**WHAT THIS TASK INVOLVES:** Return each line in the records that includes the word "white".
◆ ◆ ◆ ◆ ◆
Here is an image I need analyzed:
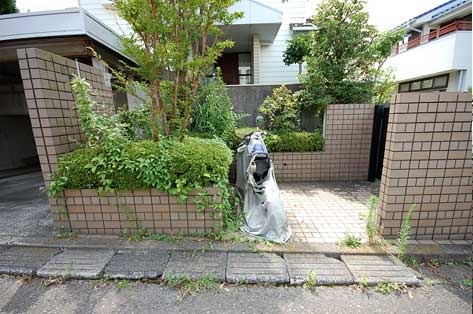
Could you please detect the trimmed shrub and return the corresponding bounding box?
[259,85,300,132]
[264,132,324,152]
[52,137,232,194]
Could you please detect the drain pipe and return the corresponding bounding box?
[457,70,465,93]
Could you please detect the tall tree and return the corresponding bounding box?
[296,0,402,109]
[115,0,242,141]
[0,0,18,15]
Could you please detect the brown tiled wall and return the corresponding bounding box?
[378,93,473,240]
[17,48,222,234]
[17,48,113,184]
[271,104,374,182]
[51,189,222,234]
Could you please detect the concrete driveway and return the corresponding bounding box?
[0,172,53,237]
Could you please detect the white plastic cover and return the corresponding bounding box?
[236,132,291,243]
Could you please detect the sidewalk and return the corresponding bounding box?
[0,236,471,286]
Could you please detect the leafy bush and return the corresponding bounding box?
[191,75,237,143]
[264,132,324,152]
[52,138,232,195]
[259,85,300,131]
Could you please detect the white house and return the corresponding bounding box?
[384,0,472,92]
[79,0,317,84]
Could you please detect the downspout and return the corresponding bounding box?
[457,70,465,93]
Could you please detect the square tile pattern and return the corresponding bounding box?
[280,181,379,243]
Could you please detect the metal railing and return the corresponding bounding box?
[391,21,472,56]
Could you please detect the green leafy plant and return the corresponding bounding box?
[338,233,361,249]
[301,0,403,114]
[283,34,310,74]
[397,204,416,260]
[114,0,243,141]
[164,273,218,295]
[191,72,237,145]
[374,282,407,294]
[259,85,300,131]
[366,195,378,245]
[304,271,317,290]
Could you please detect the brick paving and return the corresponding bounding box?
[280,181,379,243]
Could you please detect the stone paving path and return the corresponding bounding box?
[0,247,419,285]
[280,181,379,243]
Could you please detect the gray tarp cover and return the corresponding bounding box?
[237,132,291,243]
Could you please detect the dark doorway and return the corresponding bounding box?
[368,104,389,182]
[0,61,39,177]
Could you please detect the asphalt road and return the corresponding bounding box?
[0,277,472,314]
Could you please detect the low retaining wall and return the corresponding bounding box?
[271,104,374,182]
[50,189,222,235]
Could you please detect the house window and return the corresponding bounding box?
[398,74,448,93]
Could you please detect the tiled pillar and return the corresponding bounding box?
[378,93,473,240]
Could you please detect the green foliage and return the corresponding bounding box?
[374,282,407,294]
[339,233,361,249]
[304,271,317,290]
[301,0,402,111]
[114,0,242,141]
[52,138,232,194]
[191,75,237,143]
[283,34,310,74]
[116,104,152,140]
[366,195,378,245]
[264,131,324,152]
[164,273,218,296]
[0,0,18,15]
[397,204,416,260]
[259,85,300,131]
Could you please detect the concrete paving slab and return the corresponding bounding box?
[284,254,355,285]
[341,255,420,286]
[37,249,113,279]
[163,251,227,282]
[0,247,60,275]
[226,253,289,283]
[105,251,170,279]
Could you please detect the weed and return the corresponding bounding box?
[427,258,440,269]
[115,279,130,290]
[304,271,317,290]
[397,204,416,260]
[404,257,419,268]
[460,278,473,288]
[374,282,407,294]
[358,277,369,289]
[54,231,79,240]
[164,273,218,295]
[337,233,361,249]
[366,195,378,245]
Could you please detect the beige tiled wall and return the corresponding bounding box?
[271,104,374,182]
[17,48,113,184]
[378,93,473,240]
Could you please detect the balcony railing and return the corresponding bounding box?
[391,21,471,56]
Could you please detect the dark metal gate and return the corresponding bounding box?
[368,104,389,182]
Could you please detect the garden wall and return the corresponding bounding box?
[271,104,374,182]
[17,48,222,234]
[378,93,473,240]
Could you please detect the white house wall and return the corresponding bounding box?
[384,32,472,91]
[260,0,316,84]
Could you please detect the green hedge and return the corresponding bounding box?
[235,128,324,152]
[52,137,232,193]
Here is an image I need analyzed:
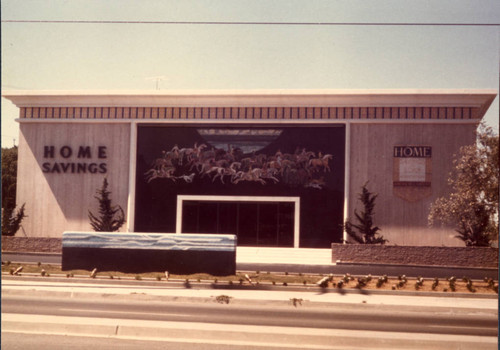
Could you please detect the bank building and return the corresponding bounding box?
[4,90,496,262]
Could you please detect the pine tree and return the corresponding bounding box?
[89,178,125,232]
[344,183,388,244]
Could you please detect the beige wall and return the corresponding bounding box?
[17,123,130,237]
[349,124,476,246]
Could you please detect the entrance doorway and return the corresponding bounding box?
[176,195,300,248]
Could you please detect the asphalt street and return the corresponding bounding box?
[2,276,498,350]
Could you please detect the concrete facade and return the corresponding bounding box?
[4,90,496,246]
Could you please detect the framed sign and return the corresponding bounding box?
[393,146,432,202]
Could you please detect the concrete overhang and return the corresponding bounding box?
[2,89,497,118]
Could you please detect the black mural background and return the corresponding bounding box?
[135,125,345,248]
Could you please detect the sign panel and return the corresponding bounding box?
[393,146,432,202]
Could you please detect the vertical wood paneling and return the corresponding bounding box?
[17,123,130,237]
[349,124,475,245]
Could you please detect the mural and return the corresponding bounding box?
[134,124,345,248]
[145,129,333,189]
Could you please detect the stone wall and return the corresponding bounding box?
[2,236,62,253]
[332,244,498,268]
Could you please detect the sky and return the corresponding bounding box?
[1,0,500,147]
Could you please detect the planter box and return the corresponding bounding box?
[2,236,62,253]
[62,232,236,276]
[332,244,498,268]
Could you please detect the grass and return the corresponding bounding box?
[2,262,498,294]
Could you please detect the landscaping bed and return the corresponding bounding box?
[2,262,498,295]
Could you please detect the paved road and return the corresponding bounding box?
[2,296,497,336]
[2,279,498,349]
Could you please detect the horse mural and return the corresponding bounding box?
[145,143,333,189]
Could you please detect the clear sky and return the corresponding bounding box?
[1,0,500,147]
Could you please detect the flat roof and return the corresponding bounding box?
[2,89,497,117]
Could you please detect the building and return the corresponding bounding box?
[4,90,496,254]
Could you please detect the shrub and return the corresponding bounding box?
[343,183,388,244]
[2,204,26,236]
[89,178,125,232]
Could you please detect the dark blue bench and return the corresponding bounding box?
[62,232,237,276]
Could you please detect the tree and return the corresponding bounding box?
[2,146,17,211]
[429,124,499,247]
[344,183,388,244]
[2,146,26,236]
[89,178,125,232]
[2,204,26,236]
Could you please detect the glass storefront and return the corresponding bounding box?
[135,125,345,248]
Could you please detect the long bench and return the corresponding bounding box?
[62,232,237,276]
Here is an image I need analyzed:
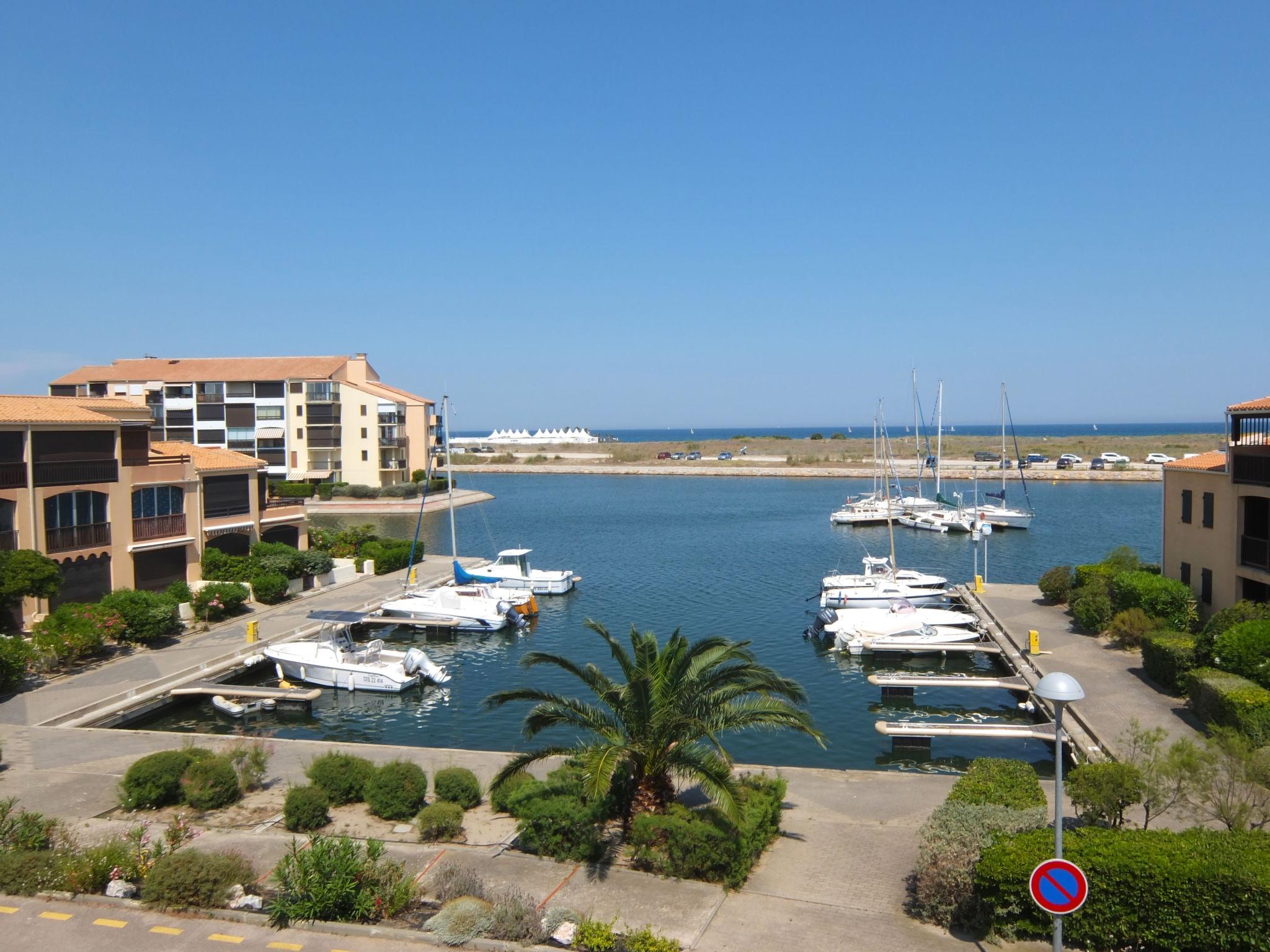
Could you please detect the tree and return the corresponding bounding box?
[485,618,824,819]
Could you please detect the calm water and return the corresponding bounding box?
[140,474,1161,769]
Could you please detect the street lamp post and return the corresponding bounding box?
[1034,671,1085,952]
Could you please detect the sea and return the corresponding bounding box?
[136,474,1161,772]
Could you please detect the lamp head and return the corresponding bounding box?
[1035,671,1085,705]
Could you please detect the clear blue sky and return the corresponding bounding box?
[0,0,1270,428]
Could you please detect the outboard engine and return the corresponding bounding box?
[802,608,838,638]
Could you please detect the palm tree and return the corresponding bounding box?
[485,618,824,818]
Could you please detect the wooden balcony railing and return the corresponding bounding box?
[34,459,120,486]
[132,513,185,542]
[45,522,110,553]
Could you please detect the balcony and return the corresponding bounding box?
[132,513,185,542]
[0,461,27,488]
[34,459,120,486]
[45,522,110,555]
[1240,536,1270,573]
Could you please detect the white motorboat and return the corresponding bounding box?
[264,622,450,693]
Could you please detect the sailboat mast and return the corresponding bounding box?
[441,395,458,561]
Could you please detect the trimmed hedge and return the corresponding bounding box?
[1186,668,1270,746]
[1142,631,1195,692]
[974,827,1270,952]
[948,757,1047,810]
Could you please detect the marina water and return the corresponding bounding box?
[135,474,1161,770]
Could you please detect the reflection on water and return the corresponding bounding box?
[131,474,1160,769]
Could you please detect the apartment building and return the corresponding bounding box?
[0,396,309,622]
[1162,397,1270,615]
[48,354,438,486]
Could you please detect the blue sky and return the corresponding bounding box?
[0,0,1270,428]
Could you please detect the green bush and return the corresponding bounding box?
◆ ◆ ◆ ◆ ◆
**OUTPUT BELOW:**
Could you please detect the white plastic cover and return the corresponding bounding box?
Could you please detect the white house and return the corresponding bounding box?
Could you please detect the white house wall and return the corresponding bounding box?
Could you please detect the white motorboat and return the corresponding bounding box?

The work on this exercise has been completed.